"""

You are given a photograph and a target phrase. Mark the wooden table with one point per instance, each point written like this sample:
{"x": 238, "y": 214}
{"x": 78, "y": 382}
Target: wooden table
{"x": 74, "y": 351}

"""

WHAT YOU HAVE TO DO
Copy every one of the entries above word for word, changing nothing.

SOLUTION
You are given a photograph and a target phrase. Mark the wooden table with one point per instance, each point written like this sample:
{"x": 238, "y": 214}
{"x": 78, "y": 382}
Target: wooden table
{"x": 74, "y": 351}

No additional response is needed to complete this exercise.